Exercise details =>
Lines containing the word "oval" are to be copied from the data below.

(Natural-language object grounding data)
[Start of section]

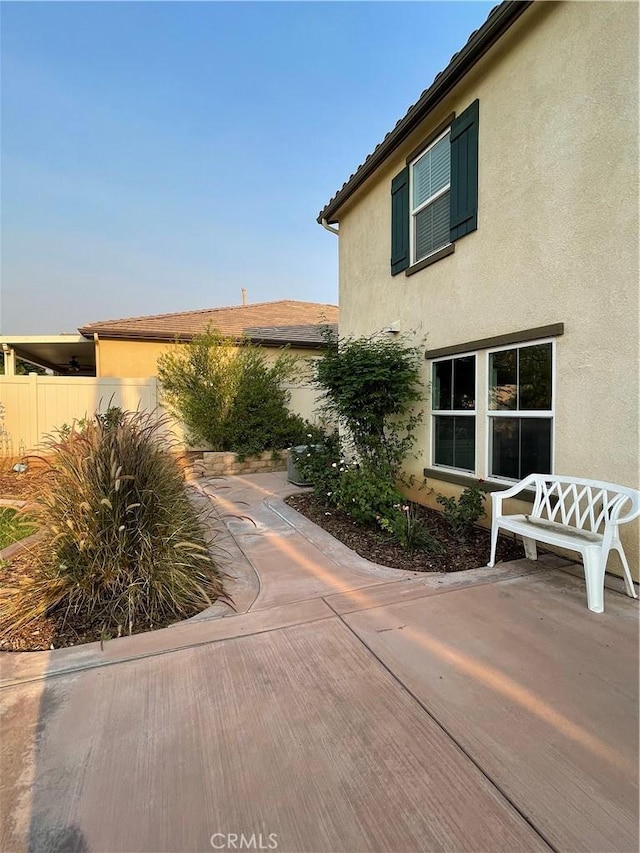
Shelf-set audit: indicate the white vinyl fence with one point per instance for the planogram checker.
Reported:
(33, 406)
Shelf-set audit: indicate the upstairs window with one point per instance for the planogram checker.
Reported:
(430, 184)
(434, 199)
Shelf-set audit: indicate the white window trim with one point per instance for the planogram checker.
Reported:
(413, 211)
(549, 414)
(452, 412)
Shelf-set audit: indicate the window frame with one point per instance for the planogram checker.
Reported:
(414, 211)
(548, 414)
(453, 413)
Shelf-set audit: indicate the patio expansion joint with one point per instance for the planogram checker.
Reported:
(73, 670)
(425, 709)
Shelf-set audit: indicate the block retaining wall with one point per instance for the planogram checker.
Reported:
(209, 463)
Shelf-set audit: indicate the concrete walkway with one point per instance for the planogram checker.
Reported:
(343, 707)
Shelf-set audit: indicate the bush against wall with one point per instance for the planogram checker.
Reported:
(369, 385)
(230, 397)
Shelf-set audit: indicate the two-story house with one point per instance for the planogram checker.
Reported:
(499, 220)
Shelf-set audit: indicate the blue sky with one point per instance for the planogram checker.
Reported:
(159, 157)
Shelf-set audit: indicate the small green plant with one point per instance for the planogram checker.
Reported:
(463, 513)
(320, 463)
(121, 543)
(14, 526)
(366, 494)
(409, 531)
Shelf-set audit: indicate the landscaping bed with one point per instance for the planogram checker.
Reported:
(381, 548)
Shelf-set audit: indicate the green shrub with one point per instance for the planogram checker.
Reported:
(320, 464)
(122, 546)
(463, 513)
(230, 397)
(366, 494)
(369, 386)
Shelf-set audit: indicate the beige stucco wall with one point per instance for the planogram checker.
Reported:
(557, 237)
(121, 358)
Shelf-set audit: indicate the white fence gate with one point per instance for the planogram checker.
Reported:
(33, 406)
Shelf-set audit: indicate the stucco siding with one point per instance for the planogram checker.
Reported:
(557, 237)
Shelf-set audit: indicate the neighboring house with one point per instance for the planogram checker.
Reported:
(131, 347)
(499, 218)
(115, 361)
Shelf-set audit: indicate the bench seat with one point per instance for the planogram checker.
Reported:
(576, 514)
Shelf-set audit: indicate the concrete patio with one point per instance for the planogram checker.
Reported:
(343, 707)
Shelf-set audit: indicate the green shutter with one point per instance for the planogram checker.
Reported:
(400, 222)
(464, 173)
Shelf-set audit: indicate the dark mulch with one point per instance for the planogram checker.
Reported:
(380, 548)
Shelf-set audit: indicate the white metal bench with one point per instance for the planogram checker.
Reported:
(574, 513)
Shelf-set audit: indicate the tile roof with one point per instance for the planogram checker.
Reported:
(275, 323)
(498, 21)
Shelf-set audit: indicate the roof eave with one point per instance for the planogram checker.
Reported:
(478, 44)
(185, 337)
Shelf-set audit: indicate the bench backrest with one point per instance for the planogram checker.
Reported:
(585, 504)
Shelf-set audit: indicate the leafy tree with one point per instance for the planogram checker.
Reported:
(229, 396)
(369, 385)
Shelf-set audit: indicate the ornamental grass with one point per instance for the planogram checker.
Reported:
(120, 544)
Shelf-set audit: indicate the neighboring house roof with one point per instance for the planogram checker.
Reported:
(500, 19)
(286, 321)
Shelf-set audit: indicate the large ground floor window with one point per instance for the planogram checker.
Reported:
(520, 411)
(504, 395)
(453, 407)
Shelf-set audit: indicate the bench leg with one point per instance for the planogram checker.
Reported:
(594, 578)
(530, 550)
(494, 543)
(628, 582)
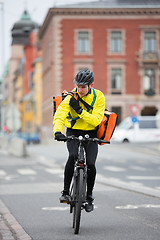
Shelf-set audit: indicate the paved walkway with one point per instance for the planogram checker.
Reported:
(10, 229)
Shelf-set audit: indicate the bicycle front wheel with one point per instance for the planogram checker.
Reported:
(79, 201)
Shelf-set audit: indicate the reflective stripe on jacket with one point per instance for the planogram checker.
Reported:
(88, 120)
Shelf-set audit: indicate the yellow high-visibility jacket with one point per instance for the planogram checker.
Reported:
(87, 120)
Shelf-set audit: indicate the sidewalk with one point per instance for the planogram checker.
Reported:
(10, 229)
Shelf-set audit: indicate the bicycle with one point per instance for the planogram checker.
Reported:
(77, 199)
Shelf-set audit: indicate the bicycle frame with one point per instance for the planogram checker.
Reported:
(79, 182)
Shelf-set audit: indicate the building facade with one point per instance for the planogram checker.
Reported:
(118, 40)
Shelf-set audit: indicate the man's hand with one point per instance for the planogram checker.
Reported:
(60, 136)
(75, 105)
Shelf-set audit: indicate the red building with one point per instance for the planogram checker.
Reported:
(118, 40)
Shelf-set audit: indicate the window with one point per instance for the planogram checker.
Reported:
(28, 107)
(116, 42)
(147, 124)
(150, 42)
(149, 81)
(27, 125)
(116, 80)
(83, 42)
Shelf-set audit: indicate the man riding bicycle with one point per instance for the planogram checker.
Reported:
(80, 120)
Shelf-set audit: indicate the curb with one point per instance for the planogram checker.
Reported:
(10, 229)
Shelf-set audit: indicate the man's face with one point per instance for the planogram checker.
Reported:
(83, 90)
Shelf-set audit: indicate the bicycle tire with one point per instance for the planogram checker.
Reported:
(79, 200)
(74, 200)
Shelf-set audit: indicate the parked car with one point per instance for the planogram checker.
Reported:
(138, 129)
(29, 137)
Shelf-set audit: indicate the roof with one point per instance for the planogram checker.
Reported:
(25, 21)
(114, 4)
(104, 8)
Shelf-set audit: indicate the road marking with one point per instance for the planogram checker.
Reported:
(26, 171)
(54, 170)
(137, 168)
(58, 208)
(55, 208)
(114, 169)
(143, 177)
(130, 207)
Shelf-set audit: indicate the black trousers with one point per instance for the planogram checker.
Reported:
(91, 149)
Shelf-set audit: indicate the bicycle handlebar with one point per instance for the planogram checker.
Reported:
(86, 138)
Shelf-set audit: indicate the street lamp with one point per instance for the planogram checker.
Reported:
(3, 64)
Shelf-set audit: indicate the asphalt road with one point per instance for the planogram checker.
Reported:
(127, 194)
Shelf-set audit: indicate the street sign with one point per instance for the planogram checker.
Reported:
(13, 118)
(134, 108)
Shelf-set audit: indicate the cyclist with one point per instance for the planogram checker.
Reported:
(86, 123)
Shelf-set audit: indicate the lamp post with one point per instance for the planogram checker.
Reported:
(3, 64)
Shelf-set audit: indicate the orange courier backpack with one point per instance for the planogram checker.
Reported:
(106, 127)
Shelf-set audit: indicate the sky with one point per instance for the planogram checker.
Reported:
(12, 12)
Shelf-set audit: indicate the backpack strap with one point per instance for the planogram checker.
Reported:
(88, 106)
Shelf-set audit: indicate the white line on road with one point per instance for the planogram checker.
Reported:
(54, 170)
(58, 208)
(55, 208)
(114, 169)
(130, 207)
(26, 171)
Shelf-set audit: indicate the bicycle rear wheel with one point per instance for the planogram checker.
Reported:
(78, 202)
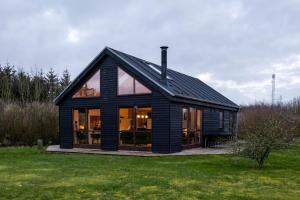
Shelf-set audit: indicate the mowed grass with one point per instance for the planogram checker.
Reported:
(28, 173)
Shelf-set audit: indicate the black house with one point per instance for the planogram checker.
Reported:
(123, 102)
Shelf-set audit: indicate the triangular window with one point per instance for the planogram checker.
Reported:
(90, 88)
(128, 85)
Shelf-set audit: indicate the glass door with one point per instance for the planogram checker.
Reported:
(86, 126)
(135, 127)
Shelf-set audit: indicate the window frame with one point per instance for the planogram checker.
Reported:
(189, 130)
(87, 123)
(134, 89)
(86, 80)
(221, 122)
(134, 128)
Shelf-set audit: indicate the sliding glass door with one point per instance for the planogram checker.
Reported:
(135, 127)
(191, 126)
(87, 126)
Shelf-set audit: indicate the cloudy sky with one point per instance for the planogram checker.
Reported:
(233, 45)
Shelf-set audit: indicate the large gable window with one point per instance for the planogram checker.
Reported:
(91, 88)
(128, 85)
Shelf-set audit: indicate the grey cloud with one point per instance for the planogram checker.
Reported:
(233, 40)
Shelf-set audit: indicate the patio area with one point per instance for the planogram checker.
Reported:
(187, 152)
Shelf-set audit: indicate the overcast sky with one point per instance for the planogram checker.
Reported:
(233, 46)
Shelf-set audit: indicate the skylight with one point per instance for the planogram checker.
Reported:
(155, 69)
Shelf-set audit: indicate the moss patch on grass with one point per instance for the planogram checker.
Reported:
(28, 173)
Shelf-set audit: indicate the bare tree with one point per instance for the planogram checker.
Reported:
(262, 129)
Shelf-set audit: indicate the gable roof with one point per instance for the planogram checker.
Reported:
(179, 85)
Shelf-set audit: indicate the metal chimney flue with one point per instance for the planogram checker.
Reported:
(164, 63)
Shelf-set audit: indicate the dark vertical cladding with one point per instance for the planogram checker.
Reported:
(166, 112)
(164, 63)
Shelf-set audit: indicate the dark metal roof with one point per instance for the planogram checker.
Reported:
(178, 85)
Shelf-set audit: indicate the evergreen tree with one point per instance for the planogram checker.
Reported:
(7, 81)
(52, 83)
(65, 80)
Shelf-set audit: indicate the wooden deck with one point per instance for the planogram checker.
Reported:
(187, 152)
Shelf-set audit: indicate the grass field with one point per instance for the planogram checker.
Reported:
(28, 173)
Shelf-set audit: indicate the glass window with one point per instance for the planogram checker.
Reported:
(135, 126)
(87, 126)
(140, 88)
(221, 119)
(199, 119)
(125, 83)
(231, 124)
(184, 118)
(193, 119)
(128, 85)
(191, 126)
(91, 88)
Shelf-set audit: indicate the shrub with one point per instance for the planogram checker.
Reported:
(25, 124)
(262, 129)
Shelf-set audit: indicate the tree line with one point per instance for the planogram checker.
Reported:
(20, 86)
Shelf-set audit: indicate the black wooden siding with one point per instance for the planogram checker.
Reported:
(166, 115)
(109, 103)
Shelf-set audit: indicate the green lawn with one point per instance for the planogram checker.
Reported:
(27, 173)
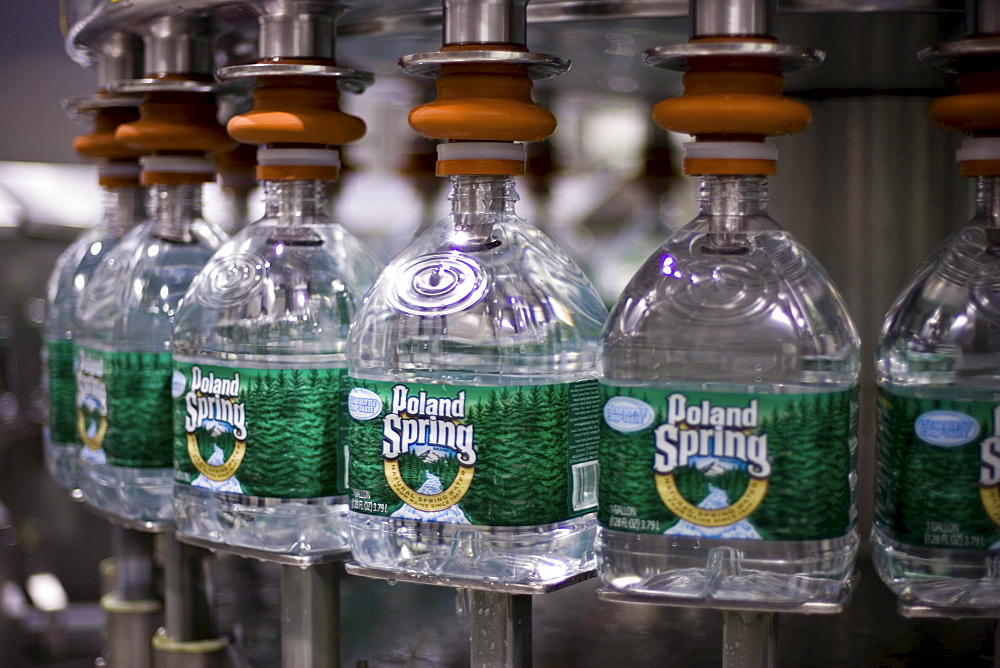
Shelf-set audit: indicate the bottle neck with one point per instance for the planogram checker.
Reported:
(988, 200)
(294, 202)
(124, 207)
(173, 209)
(477, 203)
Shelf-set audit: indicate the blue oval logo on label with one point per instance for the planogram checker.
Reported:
(627, 415)
(946, 428)
(364, 404)
(178, 384)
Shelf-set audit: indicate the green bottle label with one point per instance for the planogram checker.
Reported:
(937, 478)
(727, 465)
(123, 408)
(275, 433)
(490, 456)
(60, 361)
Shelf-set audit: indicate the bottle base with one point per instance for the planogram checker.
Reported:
(533, 555)
(950, 580)
(778, 573)
(61, 460)
(298, 527)
(130, 494)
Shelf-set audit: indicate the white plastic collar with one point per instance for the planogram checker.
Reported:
(119, 170)
(181, 164)
(730, 150)
(482, 150)
(979, 148)
(319, 157)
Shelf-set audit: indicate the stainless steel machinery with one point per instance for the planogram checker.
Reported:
(871, 187)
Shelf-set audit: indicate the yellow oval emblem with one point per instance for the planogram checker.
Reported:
(666, 486)
(223, 471)
(92, 442)
(428, 502)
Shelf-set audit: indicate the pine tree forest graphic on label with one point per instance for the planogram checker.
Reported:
(727, 465)
(60, 359)
(937, 472)
(493, 456)
(274, 433)
(123, 408)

[End of section]

Exercise output =>
Shelf-set audit: indicate the blue oval logo on label with one point per instance for the planogram checker.
Shelf-set audit: indicate the yellow oval emblem with one point per instance for the planogram checker.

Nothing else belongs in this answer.